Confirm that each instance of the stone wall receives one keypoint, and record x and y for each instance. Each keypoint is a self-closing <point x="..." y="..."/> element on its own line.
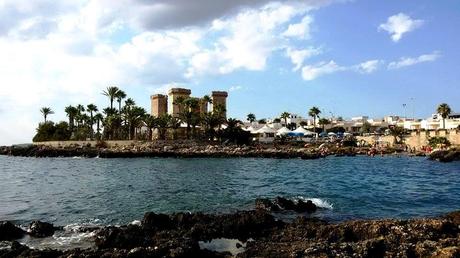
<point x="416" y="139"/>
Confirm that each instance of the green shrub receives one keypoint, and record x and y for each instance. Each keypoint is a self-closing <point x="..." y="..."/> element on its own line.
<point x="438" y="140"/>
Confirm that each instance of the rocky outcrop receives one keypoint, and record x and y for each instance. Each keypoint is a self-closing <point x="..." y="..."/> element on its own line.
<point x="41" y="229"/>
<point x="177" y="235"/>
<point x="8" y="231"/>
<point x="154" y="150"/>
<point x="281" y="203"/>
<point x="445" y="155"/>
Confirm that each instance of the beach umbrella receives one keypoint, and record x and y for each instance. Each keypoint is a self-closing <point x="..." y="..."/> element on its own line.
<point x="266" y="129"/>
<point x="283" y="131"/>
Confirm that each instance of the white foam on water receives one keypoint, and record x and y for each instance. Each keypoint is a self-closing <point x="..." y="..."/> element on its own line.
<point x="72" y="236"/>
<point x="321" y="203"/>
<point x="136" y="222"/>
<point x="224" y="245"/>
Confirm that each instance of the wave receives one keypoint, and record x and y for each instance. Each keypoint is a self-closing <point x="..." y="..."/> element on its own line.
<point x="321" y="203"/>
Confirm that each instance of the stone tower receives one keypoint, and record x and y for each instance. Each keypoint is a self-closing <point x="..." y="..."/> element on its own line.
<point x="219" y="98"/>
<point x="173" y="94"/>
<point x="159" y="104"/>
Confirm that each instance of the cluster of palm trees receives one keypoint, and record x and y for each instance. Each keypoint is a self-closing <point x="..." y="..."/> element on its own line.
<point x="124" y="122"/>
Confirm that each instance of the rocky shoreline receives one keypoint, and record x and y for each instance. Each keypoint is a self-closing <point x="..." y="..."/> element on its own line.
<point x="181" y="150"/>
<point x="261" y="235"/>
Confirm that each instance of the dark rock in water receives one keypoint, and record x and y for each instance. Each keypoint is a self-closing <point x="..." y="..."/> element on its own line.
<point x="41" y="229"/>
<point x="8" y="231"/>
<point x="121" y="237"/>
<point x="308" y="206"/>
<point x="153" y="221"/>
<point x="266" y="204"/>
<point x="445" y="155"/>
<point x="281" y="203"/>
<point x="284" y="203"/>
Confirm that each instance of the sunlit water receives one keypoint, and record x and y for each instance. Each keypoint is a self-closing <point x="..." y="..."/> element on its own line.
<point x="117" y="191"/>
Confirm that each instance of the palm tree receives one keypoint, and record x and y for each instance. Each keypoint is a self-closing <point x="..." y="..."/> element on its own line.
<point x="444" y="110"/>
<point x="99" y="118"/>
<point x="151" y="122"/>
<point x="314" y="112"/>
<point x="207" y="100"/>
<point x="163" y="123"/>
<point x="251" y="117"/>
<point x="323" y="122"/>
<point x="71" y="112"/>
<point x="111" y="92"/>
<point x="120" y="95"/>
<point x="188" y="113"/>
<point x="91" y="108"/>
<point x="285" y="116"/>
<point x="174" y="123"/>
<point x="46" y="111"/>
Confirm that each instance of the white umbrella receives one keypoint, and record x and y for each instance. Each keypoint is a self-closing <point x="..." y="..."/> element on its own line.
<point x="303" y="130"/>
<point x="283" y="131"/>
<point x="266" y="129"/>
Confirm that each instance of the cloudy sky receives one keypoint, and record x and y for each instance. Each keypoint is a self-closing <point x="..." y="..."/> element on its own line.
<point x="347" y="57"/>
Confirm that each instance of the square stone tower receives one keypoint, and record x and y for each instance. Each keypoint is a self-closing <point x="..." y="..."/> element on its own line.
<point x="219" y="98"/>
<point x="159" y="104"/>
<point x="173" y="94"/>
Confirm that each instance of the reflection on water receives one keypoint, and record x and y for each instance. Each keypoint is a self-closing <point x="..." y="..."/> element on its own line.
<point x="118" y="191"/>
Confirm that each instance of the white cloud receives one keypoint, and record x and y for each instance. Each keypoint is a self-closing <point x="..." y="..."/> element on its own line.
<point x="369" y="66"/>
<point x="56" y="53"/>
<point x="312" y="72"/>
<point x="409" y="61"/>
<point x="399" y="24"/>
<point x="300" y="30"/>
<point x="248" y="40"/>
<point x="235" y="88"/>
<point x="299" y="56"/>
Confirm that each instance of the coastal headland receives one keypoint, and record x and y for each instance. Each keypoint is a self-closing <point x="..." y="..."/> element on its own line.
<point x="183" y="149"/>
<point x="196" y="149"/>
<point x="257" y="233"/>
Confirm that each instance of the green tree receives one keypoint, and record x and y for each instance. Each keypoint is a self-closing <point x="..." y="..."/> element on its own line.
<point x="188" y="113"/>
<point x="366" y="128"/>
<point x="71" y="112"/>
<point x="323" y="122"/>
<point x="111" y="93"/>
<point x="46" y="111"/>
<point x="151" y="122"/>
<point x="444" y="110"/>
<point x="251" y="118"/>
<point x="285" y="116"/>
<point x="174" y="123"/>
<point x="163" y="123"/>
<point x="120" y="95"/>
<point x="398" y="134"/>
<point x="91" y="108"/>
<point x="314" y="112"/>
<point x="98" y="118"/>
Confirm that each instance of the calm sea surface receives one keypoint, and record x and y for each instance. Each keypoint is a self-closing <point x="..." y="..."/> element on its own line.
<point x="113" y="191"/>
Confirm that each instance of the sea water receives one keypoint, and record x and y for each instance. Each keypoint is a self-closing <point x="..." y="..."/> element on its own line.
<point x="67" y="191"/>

Problem to work on: Quote the material in full and exactly; do not carry over its pictures.

Output below:
Confirm that each instance of the stone wall receives one keypoint, and record x and y for each instance. Each keypoint is a self-closing <point x="..." y="..."/> element on its own line.
<point x="416" y="139"/>
Confirm that each instance of the green shrub receives one keypoint, and record x and y for each instance. Each keypoint is a self-closing <point x="..." y="..."/> element on its own line.
<point x="438" y="140"/>
Confirm that each instance of the rocky outcrop receives one keypoint, and record x and y for each instance. Each keypoint is a self-closing <point x="..." y="..."/> element on its own line.
<point x="41" y="229"/>
<point x="177" y="235"/>
<point x="8" y="231"/>
<point x="154" y="150"/>
<point x="281" y="203"/>
<point x="445" y="155"/>
Confirm that each instance of the beach umbrella receives one keypoint, and record x and y for each instance. Each keypoint is a self-closing <point x="..." y="..."/> element on its own line.
<point x="266" y="129"/>
<point x="283" y="131"/>
Confirm that each instance of the white foam on water receives one keypoint, and record x and y for each instance. Each keypoint is a self-closing <point x="..." y="..."/> element on its own line.
<point x="72" y="236"/>
<point x="321" y="203"/>
<point x="136" y="222"/>
<point x="224" y="245"/>
Confirm that each instance of the wave receives one keypoint, and record x and y for each instance. Each keypoint is a self-closing <point x="..." y="..."/> element on its own line.
<point x="321" y="203"/>
Confirm that each instance of the stone tower receives one keypoint, and record x and y for each instance. Each keypoint is a self-closing <point x="..." y="..."/> element on its own line.
<point x="219" y="98"/>
<point x="173" y="94"/>
<point x="159" y="104"/>
Confirm that each instance of the cluster of palm trees receives one keypoint, and record x and y for each instance. Each keypoint is a self-closing <point x="..." y="..."/> element on its own line.
<point x="124" y="122"/>
Confirm that each instance of the rocky shoreline receives one keypoint, and record x and y for each instance. Each keypoint is a self-closing <point x="..." y="..."/> element on its own line.
<point x="181" y="150"/>
<point x="261" y="235"/>
Confirm that each instance of the dark rock in water receives one keypoint, and record x and y for each instance. Each keypoint is a self-closing <point x="..." y="..."/> element on its own line.
<point x="41" y="229"/>
<point x="8" y="231"/>
<point x="121" y="237"/>
<point x="308" y="206"/>
<point x="153" y="221"/>
<point x="266" y="204"/>
<point x="445" y="155"/>
<point x="281" y="203"/>
<point x="284" y="203"/>
Confirm that each instance of the sunlit water receives one keypoint, and record x and y for each instance. Each keypoint is a self-closing <point x="..." y="..."/> element on its own line.
<point x="117" y="191"/>
Confirm that each instance of the palm tree receives one keypoint, and record x and y for each instance. Each keypoint is a self-closing <point x="..." y="..."/> element on its own line.
<point x="444" y="110"/>
<point x="99" y="118"/>
<point x="151" y="122"/>
<point x="314" y="112"/>
<point x="207" y="100"/>
<point x="163" y="123"/>
<point x="251" y="117"/>
<point x="323" y="122"/>
<point x="71" y="112"/>
<point x="111" y="92"/>
<point x="120" y="95"/>
<point x="188" y="113"/>
<point x="91" y="108"/>
<point x="285" y="116"/>
<point x="174" y="123"/>
<point x="46" y="111"/>
Confirm that each instance of the white umbrella receives one keypoint, and record x and y for each instance. Each keypoint is a self-closing <point x="..." y="..."/> element on its own line.
<point x="303" y="130"/>
<point x="283" y="131"/>
<point x="266" y="129"/>
Confirm that each instance of the cloudy sky receives one keypoint, and record x and y for each instance. Each keypoint is a self-closing <point x="..." y="..."/> element on its own line.
<point x="347" y="57"/>
Confirm that each instance of the square stone tower receives one keypoint, and record x and y for each instance. Each keypoint is a self-closing <point x="..." y="..."/> element on its own line.
<point x="219" y="98"/>
<point x="159" y="104"/>
<point x="173" y="94"/>
Confirm that each instance of the reflection on water receives one keypoint, and record x and y for each instance. Each keypoint is a self-closing <point x="..." y="..."/> element on its own line.
<point x="118" y="191"/>
Confirm that each instance of the white cloud receives one keypoint, and record x and y for each instance. Each keypoint is a self-closing <point x="..." y="..."/> element on its own line.
<point x="369" y="66"/>
<point x="56" y="53"/>
<point x="312" y="72"/>
<point x="409" y="61"/>
<point x="399" y="24"/>
<point x="300" y="30"/>
<point x="248" y="40"/>
<point x="235" y="88"/>
<point x="299" y="56"/>
Confirm that each instance of the coastal headland receives one keypoint, and record x and y for each instance. Each keypoint is a self-closing <point x="..." y="..."/> element on its own line.
<point x="183" y="149"/>
<point x="196" y="149"/>
<point x="257" y="233"/>
Confirm that each instance of the green tree receives one keypoint, and record x and y for each instance. Each keypoint is a self-closing <point x="..." y="..."/> element on its own line.
<point x="188" y="113"/>
<point x="366" y="128"/>
<point x="71" y="112"/>
<point x="323" y="122"/>
<point x="111" y="93"/>
<point x="46" y="111"/>
<point x="151" y="122"/>
<point x="444" y="110"/>
<point x="251" y="118"/>
<point x="285" y="116"/>
<point x="174" y="123"/>
<point x="163" y="123"/>
<point x="120" y="95"/>
<point x="398" y="134"/>
<point x="91" y="108"/>
<point x="314" y="112"/>
<point x="98" y="118"/>
Confirm that each instance of the calm sea surface receives one keypoint, and record x and y for each instance. Each keypoint is a self-closing <point x="..." y="..."/> element on its own line.
<point x="113" y="191"/>
Confirm that each instance of the sea water receives one keypoint, and record x and y for each instance. Each keypoint is a self-closing <point x="..." y="..."/> element on its own line.
<point x="67" y="191"/>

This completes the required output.